» Supplied material
+ + + + + + +
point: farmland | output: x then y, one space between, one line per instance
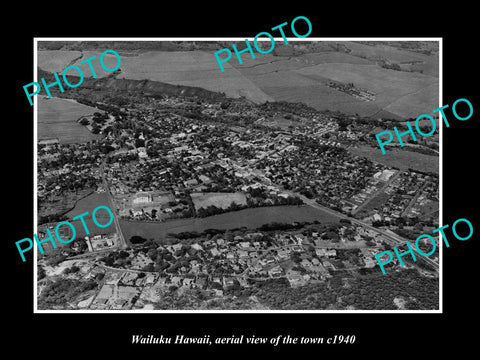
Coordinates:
401 159
299 71
57 118
250 218
219 200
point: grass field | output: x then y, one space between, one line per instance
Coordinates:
416 93
56 60
219 200
88 203
250 218
191 68
399 158
292 75
57 118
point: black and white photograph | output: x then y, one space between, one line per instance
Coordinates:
261 187
217 181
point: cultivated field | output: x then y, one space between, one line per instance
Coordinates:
57 60
57 118
219 200
402 159
406 94
89 203
250 218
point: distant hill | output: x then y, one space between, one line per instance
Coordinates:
401 76
98 87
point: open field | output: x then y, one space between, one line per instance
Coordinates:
57 60
419 92
191 68
89 203
376 202
57 118
402 159
219 200
293 74
250 218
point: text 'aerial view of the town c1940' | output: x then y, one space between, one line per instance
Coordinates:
258 188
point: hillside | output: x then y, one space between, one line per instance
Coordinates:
400 78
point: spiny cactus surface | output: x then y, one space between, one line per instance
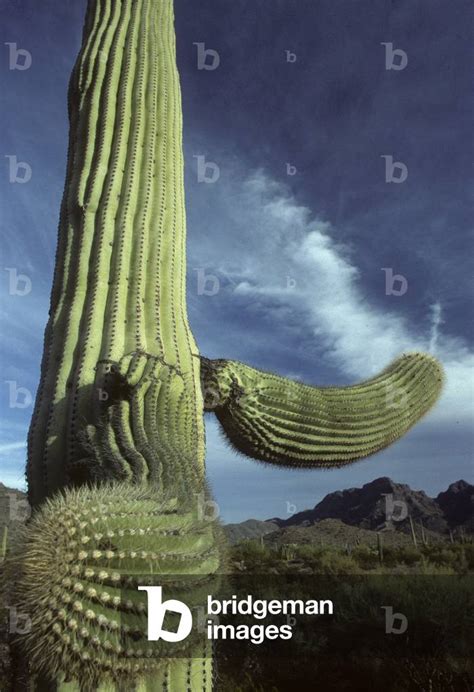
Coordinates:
119 410
82 561
276 420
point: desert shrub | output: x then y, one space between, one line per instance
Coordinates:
365 557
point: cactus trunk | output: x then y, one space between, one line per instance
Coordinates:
116 445
119 399
120 395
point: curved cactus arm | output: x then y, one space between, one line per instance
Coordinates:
277 420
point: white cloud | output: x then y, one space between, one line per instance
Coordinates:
282 254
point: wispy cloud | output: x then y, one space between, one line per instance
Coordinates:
286 257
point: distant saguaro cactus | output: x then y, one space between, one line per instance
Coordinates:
116 445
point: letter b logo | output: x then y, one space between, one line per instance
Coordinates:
157 609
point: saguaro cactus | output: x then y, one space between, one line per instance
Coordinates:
116 445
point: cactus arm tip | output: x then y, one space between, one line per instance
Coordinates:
273 419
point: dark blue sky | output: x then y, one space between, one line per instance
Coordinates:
299 257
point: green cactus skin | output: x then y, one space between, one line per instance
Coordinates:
292 424
116 444
119 399
87 612
118 299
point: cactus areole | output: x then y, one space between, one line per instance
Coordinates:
116 444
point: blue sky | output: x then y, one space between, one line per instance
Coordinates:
298 258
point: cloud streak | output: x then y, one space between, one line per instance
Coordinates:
288 262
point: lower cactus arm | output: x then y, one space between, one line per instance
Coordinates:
119 408
281 421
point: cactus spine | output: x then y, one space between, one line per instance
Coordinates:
120 395
116 444
119 400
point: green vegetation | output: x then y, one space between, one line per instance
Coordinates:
123 388
256 557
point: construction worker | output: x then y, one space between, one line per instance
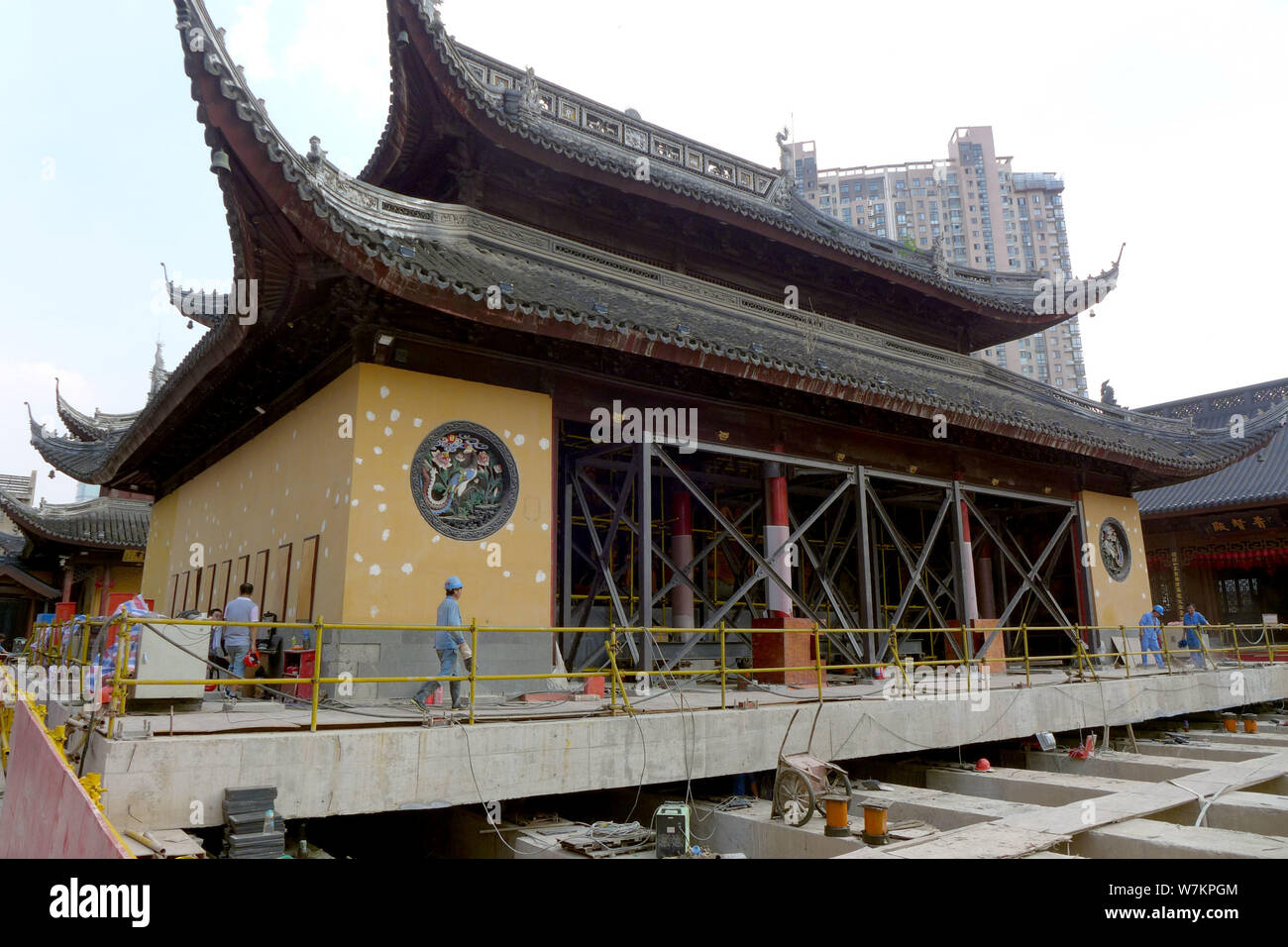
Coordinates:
1193 620
447 643
239 639
1150 628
+ + + + + + +
» Your objective
Switch "cactus" to "succulent" in the listing, from the line with "point: cactus arm" up to and including the last line of the listing. Write out only those lines with nothing else changed, and leave the pictures out.

» Finished answer
point: succulent arm tip | output: x then y, one space between, one line per instance
Coordinates:
273 419
point: dark blue sky | output: x then y, one space between, one line per instance
Coordinates:
299 257
point: green succulent skin | output: x then y, one space between, one line per instance
Coordinates:
292 424
116 444
119 399
87 612
118 299
point: succulent areole | output: x then y, one space between, one line per instance
Coordinates:
116 444
point: blue sky | output: x then y, one space between, one line per instance
Coordinates:
298 258
point: cloud streak | output: x then y, one space between, one line per instance
Coordinates:
288 262
point: lower succulent arm | output: x then y, one space between, one line per instance
Coordinates:
119 408
281 421
point: succulent spine | output: x then y, one space between, one line per instance
Coordinates:
120 395
116 444
119 400
point: green vegetation | output: x then y, one space between, one line per instance
Coordinates:
123 388
256 557
point: construction worker | output: x then y, one space between, one line per instance
Coordinates:
1193 620
447 643
239 639
1150 628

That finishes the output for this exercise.